**** Passage for review ****

Reflect on the impact that Kennedy’s assassination had both locally and globally. Lectures, panel discussions, interviews and other oral histories can be found in the Oral History Collection. They provide various insights into the Kennedy assassination and keep Kennedy’s legacy relevant to future generations.
Parkland Memorial Hospital
Study photocopies of President Kennedy and Texas Governor John Connally’s medical reports from Parkland Hospital, where the president and Texas governor were taken to for care immediately after the November 22 shooting. Extensive reports and employee recollections are also contained in the Parkland Memorial Hospital Collection.
The Kennedy family had a great influence on American culture long before Kennedy’s assassination, setting trends, inspiring imitative items and more. When Kennedy was assassinated it spawned items for those who were fascinated with the event. Postcards from Dealey Plaza and items in remembrance of John F. Kennedy are some of the items in the Museum’s Pop Culture Collection.
John F. Kennedy and the Memory of the Nation Exhibit
The Museum’s main exhibit occupies the sixth floor of the old Texas School Book Depository. Supported by collections and research, discover the highlights of the social and political context of the early 60s. See what happened during the time leading up to November 22, 1963, the world’s shock, grief and outrage after Kennedy’s assassination and the lasting impact JFK has had on America and its culture.

**** Provided information ****

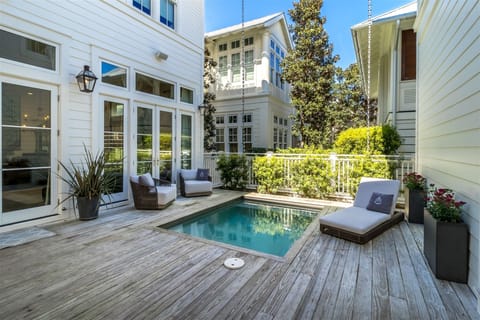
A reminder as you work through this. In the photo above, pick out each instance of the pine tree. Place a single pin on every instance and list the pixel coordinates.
(208, 98)
(310, 69)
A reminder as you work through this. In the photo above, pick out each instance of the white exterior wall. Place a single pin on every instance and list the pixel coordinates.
(88, 32)
(262, 99)
(448, 147)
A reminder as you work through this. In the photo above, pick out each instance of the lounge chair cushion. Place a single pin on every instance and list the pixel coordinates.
(146, 180)
(380, 202)
(354, 219)
(189, 174)
(165, 194)
(197, 186)
(202, 174)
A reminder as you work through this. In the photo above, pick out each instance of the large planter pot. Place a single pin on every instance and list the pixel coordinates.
(88, 208)
(414, 205)
(445, 246)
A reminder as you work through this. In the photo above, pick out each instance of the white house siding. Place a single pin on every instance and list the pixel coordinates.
(448, 145)
(88, 32)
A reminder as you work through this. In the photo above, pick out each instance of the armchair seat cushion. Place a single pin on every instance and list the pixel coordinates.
(197, 186)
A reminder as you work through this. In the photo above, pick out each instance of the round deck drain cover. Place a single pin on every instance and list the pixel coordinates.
(234, 263)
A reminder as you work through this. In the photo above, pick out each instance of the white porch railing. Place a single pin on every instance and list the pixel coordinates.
(341, 164)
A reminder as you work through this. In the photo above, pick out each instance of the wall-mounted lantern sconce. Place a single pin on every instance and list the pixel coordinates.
(161, 55)
(202, 108)
(86, 80)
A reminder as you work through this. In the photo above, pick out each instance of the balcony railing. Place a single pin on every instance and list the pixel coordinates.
(341, 165)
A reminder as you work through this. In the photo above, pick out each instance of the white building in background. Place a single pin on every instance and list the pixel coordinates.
(261, 121)
(148, 57)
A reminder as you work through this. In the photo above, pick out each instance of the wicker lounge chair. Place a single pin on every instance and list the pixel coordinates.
(152, 194)
(363, 221)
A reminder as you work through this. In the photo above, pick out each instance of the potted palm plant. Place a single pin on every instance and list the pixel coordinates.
(87, 183)
(446, 236)
(414, 193)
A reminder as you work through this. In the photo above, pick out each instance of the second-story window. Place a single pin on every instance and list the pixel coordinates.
(143, 5)
(167, 13)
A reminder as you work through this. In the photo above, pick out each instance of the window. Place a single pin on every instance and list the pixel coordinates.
(220, 139)
(167, 13)
(233, 139)
(222, 47)
(409, 55)
(232, 119)
(114, 75)
(247, 118)
(220, 120)
(186, 95)
(25, 50)
(222, 66)
(154, 86)
(247, 139)
(236, 67)
(142, 5)
(249, 67)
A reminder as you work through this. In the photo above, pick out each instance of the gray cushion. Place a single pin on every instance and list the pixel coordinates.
(189, 174)
(202, 174)
(380, 202)
(146, 180)
(354, 219)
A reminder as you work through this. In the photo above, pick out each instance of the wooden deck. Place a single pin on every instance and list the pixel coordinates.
(121, 266)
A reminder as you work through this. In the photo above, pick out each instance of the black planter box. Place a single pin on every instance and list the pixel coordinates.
(414, 205)
(445, 245)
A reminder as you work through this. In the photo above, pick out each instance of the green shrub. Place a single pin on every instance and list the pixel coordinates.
(269, 173)
(384, 140)
(233, 171)
(312, 177)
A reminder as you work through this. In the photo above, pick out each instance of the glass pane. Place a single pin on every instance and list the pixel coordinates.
(166, 145)
(144, 140)
(114, 75)
(186, 143)
(113, 142)
(26, 147)
(18, 48)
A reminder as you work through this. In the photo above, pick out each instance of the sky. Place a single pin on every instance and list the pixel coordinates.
(340, 14)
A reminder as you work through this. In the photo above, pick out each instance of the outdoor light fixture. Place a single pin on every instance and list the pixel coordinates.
(86, 80)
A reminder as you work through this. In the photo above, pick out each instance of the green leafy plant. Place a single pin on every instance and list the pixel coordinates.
(312, 177)
(233, 171)
(442, 204)
(89, 179)
(269, 173)
(414, 181)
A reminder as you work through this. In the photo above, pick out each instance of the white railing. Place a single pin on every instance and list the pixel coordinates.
(342, 166)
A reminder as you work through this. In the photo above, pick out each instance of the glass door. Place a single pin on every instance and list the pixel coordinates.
(114, 146)
(28, 129)
(155, 142)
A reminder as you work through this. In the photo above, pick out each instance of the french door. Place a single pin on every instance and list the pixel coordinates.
(115, 146)
(28, 130)
(154, 141)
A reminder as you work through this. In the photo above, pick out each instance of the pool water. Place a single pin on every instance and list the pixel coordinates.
(267, 228)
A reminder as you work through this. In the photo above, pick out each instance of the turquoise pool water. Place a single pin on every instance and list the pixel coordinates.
(267, 228)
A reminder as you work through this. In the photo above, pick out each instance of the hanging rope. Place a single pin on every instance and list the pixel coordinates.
(242, 64)
(369, 57)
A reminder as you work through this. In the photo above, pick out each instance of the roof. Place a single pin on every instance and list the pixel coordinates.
(405, 11)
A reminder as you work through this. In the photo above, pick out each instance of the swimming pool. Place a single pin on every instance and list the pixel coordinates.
(258, 226)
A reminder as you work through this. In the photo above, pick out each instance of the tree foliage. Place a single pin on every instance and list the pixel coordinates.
(209, 79)
(310, 70)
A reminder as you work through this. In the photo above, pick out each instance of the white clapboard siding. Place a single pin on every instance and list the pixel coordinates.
(449, 107)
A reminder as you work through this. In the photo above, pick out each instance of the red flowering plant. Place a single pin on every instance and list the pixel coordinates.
(414, 181)
(442, 205)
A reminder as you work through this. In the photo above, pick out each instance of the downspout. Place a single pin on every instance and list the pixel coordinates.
(395, 74)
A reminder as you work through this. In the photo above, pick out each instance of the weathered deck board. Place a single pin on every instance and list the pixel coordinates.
(121, 267)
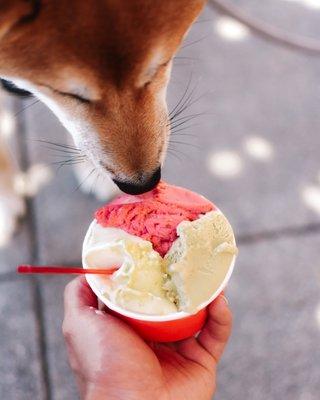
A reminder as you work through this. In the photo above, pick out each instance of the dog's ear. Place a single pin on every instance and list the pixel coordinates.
(13, 12)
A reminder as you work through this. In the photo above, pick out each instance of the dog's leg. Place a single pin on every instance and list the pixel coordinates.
(12, 205)
(91, 181)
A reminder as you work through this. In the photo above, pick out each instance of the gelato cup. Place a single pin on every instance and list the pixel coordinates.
(160, 328)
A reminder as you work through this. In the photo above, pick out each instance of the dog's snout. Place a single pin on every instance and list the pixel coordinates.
(142, 185)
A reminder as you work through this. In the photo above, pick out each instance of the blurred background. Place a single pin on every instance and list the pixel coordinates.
(251, 146)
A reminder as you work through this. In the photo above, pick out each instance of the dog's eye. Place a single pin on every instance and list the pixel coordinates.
(77, 97)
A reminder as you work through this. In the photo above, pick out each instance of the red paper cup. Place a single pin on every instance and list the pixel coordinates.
(158, 328)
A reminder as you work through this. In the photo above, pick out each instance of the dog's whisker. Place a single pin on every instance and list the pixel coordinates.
(26, 107)
(58, 145)
(85, 179)
(181, 99)
(184, 104)
(185, 117)
(177, 124)
(175, 132)
(186, 144)
(194, 41)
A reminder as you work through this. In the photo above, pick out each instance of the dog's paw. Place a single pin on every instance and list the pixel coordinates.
(12, 207)
(102, 187)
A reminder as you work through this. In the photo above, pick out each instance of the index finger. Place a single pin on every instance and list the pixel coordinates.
(217, 329)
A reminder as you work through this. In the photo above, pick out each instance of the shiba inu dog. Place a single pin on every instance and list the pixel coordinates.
(103, 68)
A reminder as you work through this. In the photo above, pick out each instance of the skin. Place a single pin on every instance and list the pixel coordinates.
(103, 68)
(110, 361)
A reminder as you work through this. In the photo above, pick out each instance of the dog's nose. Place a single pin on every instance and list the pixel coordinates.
(144, 184)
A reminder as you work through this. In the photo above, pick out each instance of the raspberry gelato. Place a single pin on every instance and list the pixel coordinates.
(154, 216)
(172, 246)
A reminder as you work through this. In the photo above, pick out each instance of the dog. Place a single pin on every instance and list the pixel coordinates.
(103, 68)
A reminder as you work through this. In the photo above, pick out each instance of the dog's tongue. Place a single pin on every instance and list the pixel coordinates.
(155, 215)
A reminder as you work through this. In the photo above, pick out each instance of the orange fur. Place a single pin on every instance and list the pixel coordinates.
(119, 53)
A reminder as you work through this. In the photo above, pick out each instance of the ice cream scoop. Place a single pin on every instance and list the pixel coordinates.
(173, 247)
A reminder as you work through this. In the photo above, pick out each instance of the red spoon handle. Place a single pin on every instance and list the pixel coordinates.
(57, 269)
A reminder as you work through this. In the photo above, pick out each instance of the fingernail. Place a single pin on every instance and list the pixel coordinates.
(99, 312)
(225, 299)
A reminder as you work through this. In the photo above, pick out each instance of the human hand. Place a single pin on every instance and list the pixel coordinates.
(111, 362)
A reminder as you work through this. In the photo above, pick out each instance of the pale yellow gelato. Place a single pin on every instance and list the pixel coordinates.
(185, 278)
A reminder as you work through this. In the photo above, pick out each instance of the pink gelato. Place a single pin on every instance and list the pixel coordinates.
(155, 215)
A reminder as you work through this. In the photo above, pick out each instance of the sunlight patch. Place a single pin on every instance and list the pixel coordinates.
(311, 197)
(226, 164)
(230, 29)
(318, 315)
(7, 124)
(315, 4)
(258, 148)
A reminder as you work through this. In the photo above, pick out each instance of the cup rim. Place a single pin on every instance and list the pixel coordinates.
(154, 318)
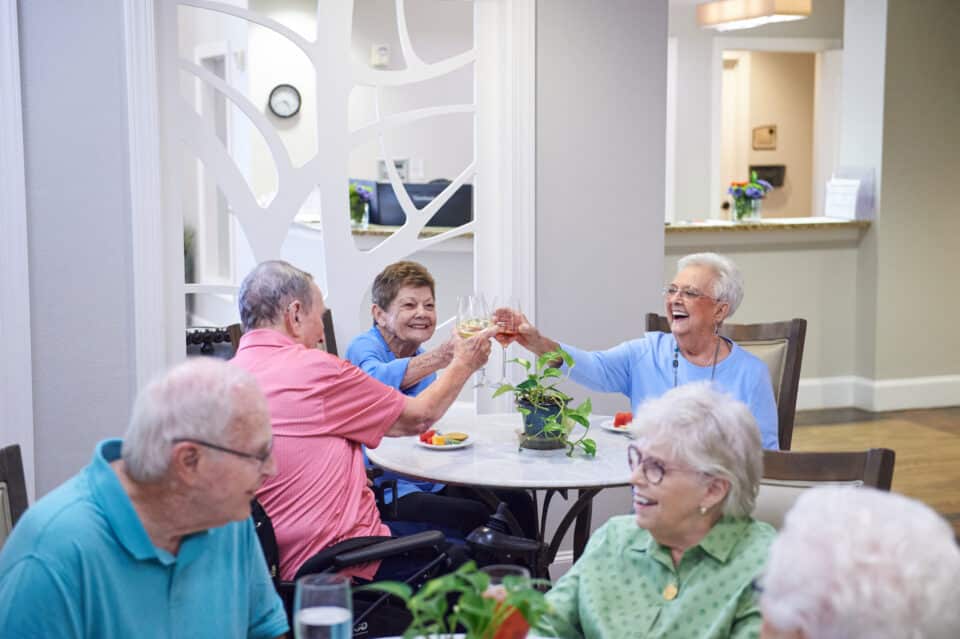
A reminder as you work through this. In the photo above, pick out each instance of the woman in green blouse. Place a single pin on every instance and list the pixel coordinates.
(683, 564)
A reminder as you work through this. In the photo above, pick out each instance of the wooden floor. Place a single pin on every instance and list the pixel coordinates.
(926, 442)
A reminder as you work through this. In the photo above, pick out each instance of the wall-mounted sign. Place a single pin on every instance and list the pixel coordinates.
(765, 137)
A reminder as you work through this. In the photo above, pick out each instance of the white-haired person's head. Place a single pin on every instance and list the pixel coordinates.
(267, 291)
(727, 279)
(200, 399)
(709, 431)
(856, 563)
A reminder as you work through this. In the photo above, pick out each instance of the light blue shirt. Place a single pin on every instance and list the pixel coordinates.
(79, 563)
(370, 353)
(643, 368)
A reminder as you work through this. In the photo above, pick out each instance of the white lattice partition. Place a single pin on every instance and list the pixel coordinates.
(349, 271)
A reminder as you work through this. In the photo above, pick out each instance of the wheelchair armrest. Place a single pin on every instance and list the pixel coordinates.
(425, 539)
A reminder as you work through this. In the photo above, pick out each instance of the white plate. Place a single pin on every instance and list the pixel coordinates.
(607, 424)
(464, 444)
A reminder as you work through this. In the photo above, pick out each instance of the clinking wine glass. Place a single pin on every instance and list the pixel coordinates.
(507, 318)
(473, 317)
(322, 607)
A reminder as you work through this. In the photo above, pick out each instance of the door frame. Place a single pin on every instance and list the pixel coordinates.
(16, 365)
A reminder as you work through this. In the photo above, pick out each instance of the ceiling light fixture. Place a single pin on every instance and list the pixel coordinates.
(727, 15)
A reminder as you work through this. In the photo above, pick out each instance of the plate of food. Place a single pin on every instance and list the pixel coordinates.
(435, 440)
(619, 424)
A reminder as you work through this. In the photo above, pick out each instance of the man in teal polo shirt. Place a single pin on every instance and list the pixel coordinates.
(154, 538)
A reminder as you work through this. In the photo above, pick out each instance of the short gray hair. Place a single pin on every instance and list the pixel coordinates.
(711, 432)
(728, 281)
(858, 562)
(200, 398)
(268, 289)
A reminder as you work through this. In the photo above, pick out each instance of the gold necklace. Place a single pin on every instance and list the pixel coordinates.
(676, 361)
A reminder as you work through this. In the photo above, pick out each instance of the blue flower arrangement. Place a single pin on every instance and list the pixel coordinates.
(747, 195)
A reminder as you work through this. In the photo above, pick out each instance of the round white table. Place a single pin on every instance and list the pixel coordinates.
(494, 460)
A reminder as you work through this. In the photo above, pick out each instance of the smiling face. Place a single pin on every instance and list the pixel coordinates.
(410, 318)
(231, 480)
(694, 317)
(670, 510)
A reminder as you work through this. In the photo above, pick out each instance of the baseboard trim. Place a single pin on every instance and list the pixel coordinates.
(879, 395)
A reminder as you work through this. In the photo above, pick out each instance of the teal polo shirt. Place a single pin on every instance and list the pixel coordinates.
(80, 564)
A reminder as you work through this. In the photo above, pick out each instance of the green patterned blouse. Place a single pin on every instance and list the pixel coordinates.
(625, 585)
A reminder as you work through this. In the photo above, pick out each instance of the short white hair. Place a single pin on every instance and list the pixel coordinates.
(268, 289)
(200, 399)
(858, 562)
(728, 281)
(711, 432)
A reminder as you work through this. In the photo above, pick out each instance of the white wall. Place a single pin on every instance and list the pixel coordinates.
(75, 135)
(826, 123)
(601, 111)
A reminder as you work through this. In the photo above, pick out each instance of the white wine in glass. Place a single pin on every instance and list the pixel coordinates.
(473, 317)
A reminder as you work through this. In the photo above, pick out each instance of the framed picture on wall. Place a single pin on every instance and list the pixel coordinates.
(765, 137)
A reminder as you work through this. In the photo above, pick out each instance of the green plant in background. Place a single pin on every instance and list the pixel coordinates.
(539, 392)
(359, 200)
(479, 616)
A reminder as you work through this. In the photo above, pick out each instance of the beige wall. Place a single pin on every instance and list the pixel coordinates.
(781, 93)
(814, 281)
(918, 234)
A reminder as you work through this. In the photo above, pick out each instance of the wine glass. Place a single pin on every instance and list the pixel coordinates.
(322, 607)
(514, 626)
(506, 317)
(473, 317)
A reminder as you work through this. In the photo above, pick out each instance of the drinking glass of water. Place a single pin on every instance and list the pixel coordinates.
(322, 607)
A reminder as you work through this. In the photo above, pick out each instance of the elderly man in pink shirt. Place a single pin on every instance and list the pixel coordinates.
(323, 409)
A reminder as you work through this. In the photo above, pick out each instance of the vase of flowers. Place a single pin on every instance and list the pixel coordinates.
(747, 196)
(359, 206)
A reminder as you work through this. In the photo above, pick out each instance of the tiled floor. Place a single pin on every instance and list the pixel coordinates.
(926, 442)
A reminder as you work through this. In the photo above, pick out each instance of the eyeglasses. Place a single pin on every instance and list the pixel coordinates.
(652, 468)
(260, 458)
(688, 293)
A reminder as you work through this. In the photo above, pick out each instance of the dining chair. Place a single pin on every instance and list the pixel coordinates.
(786, 474)
(780, 346)
(13, 489)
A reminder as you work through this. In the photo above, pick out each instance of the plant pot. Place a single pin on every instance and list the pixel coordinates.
(360, 215)
(533, 435)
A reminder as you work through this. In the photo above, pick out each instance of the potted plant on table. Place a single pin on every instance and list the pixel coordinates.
(476, 609)
(548, 412)
(746, 197)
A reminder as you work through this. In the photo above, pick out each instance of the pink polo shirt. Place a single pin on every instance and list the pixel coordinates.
(323, 408)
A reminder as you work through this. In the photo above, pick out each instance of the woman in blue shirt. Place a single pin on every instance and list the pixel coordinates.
(706, 290)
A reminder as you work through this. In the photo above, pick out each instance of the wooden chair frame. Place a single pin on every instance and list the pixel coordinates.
(794, 331)
(874, 467)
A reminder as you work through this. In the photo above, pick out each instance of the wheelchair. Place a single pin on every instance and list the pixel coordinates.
(380, 615)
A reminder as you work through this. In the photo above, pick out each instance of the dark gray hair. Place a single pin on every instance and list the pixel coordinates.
(200, 399)
(728, 281)
(710, 431)
(268, 289)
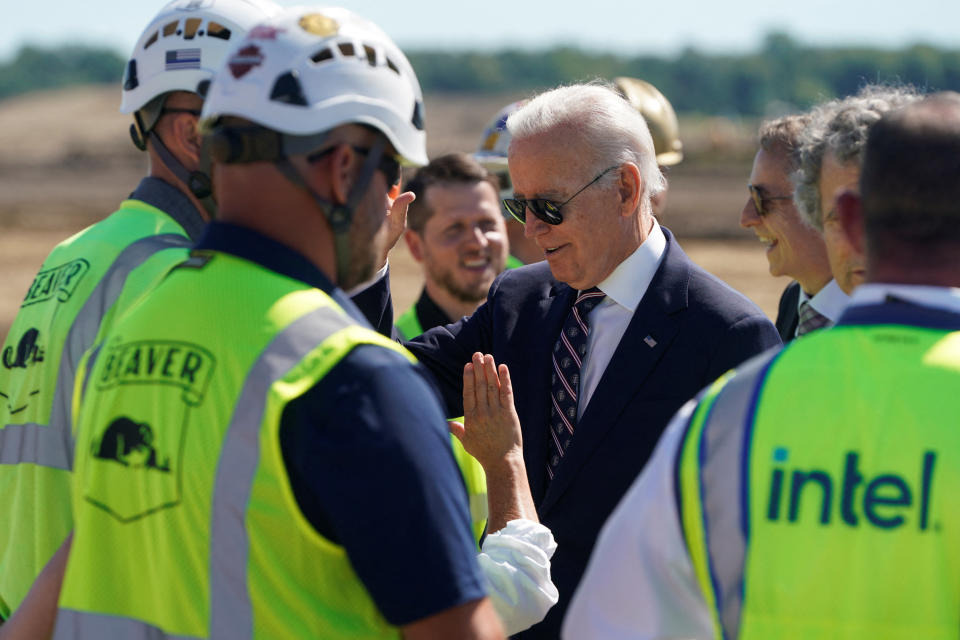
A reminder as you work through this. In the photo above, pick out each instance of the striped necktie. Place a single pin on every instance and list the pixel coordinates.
(568, 354)
(811, 319)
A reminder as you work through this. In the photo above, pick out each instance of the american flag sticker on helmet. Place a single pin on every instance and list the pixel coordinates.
(183, 59)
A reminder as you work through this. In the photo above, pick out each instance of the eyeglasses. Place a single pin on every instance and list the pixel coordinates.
(546, 210)
(388, 165)
(759, 200)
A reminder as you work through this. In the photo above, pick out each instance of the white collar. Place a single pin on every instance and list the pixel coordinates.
(629, 281)
(946, 298)
(830, 301)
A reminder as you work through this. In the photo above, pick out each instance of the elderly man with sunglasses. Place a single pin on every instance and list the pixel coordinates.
(793, 248)
(595, 383)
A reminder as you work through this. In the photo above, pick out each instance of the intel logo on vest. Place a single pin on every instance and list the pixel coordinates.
(885, 500)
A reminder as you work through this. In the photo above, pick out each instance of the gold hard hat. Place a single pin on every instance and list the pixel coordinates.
(659, 115)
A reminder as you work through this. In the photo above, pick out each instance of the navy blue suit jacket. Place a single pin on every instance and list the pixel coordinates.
(699, 327)
(788, 315)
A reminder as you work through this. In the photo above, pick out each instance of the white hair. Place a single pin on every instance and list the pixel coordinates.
(840, 128)
(601, 121)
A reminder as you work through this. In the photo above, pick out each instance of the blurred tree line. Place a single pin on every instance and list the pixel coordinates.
(781, 75)
(34, 68)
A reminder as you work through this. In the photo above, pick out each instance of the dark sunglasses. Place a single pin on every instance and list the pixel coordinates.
(388, 165)
(760, 200)
(546, 210)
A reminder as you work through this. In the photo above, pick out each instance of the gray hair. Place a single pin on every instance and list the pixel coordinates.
(783, 135)
(605, 124)
(840, 128)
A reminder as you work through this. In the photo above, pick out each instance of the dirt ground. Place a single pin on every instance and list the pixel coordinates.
(66, 160)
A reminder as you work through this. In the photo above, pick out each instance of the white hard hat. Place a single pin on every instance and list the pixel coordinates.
(185, 44)
(308, 70)
(492, 152)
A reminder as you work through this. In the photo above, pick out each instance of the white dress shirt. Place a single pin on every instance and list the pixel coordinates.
(640, 581)
(830, 302)
(515, 562)
(624, 288)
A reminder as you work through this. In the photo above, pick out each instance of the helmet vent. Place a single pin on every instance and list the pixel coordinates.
(322, 56)
(417, 119)
(287, 89)
(130, 81)
(217, 30)
(190, 28)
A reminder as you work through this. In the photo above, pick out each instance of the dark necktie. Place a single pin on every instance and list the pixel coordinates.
(568, 355)
(810, 319)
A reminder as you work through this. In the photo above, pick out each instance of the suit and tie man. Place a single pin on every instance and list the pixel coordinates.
(792, 247)
(664, 128)
(456, 233)
(763, 515)
(609, 335)
(831, 151)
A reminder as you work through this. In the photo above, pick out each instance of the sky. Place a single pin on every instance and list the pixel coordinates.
(625, 27)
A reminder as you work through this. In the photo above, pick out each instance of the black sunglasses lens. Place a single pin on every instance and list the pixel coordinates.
(517, 208)
(546, 211)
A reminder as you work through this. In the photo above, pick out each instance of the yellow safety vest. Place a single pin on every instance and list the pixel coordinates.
(81, 286)
(819, 488)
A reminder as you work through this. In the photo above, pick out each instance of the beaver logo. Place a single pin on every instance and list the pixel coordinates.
(131, 444)
(27, 352)
(138, 448)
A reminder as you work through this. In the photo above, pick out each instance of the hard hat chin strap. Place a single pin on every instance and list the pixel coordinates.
(339, 216)
(199, 182)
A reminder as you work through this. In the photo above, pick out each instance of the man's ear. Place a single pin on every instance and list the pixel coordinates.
(340, 175)
(850, 211)
(414, 244)
(185, 139)
(629, 188)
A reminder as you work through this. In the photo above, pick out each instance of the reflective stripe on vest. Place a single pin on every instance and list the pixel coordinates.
(78, 624)
(722, 521)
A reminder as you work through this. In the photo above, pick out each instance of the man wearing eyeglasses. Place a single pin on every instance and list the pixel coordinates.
(595, 383)
(793, 248)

****

List of tasks –
1. Rewrite the passage on the Kennedy museum collections from "John F. Kennedy and" up to and including "and its culture.", using "permanent exhibit" in place of "main exhibit".
2. According to the passage on the Kennedy museum collections, which floor of the old Texas School Book Depository does the Museum's main exhibit occupy?

Answers by task –
1.
John F. Kennedy and the Memory of the Nation Exhibit
The Museum’s permanent exhibit occupies the sixth floor of the old Texas School Book Depository. Supported by collections and research, discover the highlights of the social and political context of the early 60s. See what happened during the time leading up to November 22, 1963, the world’s shock, grief and outrage after Kennedy’s assassination and the lasting impact JFK has had on America and its culture.

2. The sixth floor.